[[ Data to use, beginning ]]
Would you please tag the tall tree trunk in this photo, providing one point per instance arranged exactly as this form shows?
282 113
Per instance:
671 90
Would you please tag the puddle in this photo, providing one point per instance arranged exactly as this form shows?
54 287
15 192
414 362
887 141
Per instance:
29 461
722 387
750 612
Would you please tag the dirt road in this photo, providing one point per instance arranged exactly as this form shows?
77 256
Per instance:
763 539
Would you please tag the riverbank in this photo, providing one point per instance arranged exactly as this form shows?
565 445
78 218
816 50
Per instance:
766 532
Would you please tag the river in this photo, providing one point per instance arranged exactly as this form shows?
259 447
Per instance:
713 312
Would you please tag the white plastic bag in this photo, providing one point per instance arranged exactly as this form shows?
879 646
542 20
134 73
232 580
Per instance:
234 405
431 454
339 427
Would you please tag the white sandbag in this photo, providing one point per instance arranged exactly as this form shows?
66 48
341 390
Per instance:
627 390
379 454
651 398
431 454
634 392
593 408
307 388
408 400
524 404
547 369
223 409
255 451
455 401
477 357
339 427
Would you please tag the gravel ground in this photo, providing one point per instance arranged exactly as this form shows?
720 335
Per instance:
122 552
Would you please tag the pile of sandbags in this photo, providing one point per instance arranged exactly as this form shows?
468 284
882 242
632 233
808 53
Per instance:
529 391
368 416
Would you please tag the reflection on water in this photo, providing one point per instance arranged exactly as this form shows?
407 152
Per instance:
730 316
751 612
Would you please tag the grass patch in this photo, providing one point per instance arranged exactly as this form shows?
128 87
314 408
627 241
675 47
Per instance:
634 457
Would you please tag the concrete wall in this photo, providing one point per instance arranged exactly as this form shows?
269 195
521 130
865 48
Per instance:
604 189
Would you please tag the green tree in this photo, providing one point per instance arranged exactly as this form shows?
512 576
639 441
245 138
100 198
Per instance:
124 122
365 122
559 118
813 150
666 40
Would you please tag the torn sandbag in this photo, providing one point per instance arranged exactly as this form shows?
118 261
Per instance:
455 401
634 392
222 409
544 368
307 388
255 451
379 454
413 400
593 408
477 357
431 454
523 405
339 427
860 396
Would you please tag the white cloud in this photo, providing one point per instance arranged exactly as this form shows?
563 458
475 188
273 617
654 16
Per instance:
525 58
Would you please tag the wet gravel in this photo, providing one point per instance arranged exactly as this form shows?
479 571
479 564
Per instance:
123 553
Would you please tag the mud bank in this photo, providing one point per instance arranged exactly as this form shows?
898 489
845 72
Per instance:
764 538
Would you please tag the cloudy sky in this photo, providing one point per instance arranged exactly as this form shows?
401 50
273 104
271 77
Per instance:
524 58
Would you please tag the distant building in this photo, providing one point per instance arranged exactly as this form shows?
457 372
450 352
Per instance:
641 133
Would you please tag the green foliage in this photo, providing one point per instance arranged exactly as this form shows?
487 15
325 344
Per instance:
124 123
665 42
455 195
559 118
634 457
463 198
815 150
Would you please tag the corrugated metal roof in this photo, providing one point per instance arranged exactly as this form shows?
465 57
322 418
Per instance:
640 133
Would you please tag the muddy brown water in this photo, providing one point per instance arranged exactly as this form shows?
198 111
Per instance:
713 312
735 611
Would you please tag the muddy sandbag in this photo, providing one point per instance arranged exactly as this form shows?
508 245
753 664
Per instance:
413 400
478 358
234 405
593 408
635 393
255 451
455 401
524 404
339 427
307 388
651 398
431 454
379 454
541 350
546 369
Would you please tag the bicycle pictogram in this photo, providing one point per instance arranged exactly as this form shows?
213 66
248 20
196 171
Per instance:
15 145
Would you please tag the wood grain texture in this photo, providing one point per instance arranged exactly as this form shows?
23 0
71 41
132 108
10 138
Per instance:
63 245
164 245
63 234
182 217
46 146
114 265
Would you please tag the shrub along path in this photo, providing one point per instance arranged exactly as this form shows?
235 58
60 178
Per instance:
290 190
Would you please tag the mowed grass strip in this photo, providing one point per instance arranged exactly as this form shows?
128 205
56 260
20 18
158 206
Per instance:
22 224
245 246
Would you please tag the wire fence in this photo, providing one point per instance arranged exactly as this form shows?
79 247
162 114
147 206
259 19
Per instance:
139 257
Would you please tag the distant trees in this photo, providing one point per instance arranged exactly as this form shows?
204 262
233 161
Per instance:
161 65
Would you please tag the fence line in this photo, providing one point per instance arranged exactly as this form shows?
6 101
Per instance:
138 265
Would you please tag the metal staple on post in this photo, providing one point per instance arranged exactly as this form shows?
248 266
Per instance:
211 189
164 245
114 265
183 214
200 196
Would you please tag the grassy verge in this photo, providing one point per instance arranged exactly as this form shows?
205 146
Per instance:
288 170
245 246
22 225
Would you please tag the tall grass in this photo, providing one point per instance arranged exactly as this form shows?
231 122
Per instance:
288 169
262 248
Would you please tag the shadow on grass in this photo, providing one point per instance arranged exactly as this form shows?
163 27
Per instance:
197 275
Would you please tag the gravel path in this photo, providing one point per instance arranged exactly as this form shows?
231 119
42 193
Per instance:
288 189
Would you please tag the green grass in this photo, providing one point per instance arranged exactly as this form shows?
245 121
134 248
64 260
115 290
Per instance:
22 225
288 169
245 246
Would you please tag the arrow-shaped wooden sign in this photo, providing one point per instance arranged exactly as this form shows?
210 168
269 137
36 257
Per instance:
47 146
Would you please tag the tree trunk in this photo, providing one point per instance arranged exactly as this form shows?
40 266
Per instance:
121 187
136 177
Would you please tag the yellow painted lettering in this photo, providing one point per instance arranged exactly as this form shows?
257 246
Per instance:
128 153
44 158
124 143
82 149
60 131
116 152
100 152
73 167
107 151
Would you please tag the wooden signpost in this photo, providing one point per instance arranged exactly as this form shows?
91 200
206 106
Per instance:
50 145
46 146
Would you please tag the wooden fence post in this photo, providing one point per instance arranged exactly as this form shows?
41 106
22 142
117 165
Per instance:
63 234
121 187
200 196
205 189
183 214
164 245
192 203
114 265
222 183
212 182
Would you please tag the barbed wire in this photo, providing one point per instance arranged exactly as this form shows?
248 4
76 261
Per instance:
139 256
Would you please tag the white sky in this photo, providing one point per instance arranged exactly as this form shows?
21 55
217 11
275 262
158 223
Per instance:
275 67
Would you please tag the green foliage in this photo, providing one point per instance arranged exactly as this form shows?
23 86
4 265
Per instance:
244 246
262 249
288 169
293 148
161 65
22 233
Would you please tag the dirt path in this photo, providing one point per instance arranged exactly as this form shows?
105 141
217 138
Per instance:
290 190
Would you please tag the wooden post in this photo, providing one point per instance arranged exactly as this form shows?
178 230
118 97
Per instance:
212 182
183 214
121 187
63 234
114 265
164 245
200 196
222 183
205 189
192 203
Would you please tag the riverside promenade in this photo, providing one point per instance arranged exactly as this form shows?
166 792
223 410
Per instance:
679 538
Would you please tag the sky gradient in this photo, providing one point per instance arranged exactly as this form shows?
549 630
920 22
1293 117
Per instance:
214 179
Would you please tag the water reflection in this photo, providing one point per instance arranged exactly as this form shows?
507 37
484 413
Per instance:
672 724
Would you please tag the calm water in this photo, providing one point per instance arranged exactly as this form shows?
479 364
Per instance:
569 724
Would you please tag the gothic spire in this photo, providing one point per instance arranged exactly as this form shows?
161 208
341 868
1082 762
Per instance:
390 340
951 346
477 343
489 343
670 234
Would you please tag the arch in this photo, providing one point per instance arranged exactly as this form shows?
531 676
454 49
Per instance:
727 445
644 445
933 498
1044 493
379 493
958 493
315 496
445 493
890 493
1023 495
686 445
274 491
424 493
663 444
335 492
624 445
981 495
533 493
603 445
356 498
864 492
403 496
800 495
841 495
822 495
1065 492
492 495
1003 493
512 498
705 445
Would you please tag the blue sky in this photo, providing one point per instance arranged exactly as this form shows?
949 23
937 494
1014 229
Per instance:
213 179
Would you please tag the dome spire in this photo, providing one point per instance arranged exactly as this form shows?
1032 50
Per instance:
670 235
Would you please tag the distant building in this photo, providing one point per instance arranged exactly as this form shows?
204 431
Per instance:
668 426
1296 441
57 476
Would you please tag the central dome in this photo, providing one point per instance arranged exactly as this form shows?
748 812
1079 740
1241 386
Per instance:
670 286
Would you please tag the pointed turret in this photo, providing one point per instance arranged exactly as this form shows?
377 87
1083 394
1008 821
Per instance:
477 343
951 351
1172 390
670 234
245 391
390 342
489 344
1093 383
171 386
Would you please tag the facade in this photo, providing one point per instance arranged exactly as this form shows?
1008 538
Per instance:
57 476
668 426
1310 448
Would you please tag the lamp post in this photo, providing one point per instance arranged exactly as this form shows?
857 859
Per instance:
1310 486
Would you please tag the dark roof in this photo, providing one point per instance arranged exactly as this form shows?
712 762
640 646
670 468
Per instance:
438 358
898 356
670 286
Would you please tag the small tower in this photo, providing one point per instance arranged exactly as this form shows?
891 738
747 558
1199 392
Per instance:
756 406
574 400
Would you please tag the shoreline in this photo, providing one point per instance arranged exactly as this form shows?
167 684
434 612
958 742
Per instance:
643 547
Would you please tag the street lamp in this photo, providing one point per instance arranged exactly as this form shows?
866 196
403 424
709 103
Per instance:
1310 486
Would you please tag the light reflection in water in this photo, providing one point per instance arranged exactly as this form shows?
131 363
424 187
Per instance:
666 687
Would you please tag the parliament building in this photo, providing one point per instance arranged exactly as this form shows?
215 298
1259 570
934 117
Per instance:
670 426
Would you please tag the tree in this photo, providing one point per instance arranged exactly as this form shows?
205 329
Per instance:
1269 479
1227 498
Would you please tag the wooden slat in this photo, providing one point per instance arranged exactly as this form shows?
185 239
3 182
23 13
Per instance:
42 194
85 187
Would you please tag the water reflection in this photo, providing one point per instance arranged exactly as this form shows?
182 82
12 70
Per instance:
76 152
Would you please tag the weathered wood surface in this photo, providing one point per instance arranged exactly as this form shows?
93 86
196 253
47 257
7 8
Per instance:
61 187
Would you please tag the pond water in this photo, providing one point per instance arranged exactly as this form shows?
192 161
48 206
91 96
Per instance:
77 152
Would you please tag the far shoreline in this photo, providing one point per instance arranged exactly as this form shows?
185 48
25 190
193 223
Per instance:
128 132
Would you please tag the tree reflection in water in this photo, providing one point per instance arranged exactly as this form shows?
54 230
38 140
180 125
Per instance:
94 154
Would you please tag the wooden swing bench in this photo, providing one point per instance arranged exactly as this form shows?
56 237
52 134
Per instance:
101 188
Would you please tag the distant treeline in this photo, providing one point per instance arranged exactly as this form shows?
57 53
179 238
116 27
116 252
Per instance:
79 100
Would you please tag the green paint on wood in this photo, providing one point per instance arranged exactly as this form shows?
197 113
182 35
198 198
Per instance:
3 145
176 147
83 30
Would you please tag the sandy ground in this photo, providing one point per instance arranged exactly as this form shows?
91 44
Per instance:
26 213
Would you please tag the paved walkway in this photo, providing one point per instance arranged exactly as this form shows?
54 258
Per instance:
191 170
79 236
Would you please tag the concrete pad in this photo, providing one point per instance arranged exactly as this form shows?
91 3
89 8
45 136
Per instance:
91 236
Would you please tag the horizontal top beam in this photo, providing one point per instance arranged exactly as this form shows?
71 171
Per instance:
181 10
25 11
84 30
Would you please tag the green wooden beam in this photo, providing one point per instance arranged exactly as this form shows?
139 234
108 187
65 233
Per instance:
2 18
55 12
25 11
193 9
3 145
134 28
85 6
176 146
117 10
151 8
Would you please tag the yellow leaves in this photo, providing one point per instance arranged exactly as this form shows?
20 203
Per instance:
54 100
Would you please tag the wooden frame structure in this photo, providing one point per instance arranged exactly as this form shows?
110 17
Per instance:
[[ Data to use, end ]]
### Problem:
Only lines holding the word "spire" are wanted, so copy each of them from the records above.

### Written response:
Would you please tag the gothic spire in this photo, providing one point per instance arranged exactly as this form shows?
Would you please tag the dome spire in this photo, providing one point per instance arranged exactly as this form shows?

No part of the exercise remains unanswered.